WRITTEN TASK =>
For each statement, say yes or no on whether it agrees with the forum thread, and quote the thread's deciding words exactly. 1. The black female pup was three months old as of last Monday. 2. Dually is described as a strong swimmer. 3. One poster would get another pup because the breed is allowed in Toronto.

PAGE TEXT =>
Thank You, I don't plan on getting any more pet any time soon though.

BUBB great looking pup!


----------



## pcrose (Mar 9, 2003)

so cute! I miss my pit mickey.


----------



## Plowboy (Apr 9, 2008)

cute little shitter you got there pit. Good to see you around on the forum again


----------



## jamezgt (Jun 24, 2008)

nice pup! i wish mine was still that small. i would get another one but they're ban in toronto!


----------



## Pit_man (Sep 13, 2008)

BUBB$ said:


> yeah, thats nice.. them razor's and gotti are off the hook..
> i just picked up black female 100% razor's edge a month ago.
> The mother and father of this pup was some badass!!!
> View attachment 181063


Nice pup!! How old in that pic? Be shure to take and post more!


----------



## BUBB$ (May 8, 2006)

this pic. i just took it last week. she's @ 3 months last monday.
thanks!


----------



## jamezgt (Jun 24, 2008)

your dog is huge for a puppy! heres mine when i brought her home.


----------



## Pit_man (Sep 13, 2008)

Some pics of the dogs swiming at my mom's on my b-day!

Lil' Dixie dog








My boy's








Rolex and Dually dog








Rolex swims like a champ
















Dually's bout to jump in!!








Dually dog cant swim very good! He jumps in head first tho!!








I'll help you with that toy buddy boy!








My girls


----------



## Rick james (May 2, 2006)

DATASET EXCERPTS =>
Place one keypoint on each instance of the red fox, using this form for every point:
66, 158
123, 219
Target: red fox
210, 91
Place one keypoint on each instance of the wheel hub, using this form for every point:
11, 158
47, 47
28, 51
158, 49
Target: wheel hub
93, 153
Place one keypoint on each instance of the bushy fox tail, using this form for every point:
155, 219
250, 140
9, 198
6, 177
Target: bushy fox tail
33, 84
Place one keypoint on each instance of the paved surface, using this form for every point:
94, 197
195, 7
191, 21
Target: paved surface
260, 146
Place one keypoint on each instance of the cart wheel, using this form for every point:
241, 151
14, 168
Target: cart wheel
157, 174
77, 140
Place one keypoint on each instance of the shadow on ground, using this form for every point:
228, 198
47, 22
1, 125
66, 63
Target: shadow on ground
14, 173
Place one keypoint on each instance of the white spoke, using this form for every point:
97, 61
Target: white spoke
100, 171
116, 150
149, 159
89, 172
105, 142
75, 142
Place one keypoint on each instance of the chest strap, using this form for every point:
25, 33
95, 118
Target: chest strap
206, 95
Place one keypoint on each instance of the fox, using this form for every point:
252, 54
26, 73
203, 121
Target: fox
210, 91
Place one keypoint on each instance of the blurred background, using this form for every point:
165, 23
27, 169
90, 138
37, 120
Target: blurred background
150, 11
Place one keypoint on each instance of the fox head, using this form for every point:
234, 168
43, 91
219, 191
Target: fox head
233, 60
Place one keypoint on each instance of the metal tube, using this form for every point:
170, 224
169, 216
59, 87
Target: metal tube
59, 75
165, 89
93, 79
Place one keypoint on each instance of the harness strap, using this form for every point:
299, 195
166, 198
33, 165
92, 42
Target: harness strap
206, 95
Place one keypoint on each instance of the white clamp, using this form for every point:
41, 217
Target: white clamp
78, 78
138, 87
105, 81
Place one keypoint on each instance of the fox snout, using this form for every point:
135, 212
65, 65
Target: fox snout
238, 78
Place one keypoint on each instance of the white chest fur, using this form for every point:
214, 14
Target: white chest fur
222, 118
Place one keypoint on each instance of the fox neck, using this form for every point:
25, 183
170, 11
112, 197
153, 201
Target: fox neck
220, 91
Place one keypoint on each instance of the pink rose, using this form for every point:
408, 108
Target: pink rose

RESPONSE TO THE TASK =>
1. Yes: "she's @ 3 months last monday."
2. No: "Dually dog cant swim very good!"
3. No: "i would get another one but they're ban in toronto!"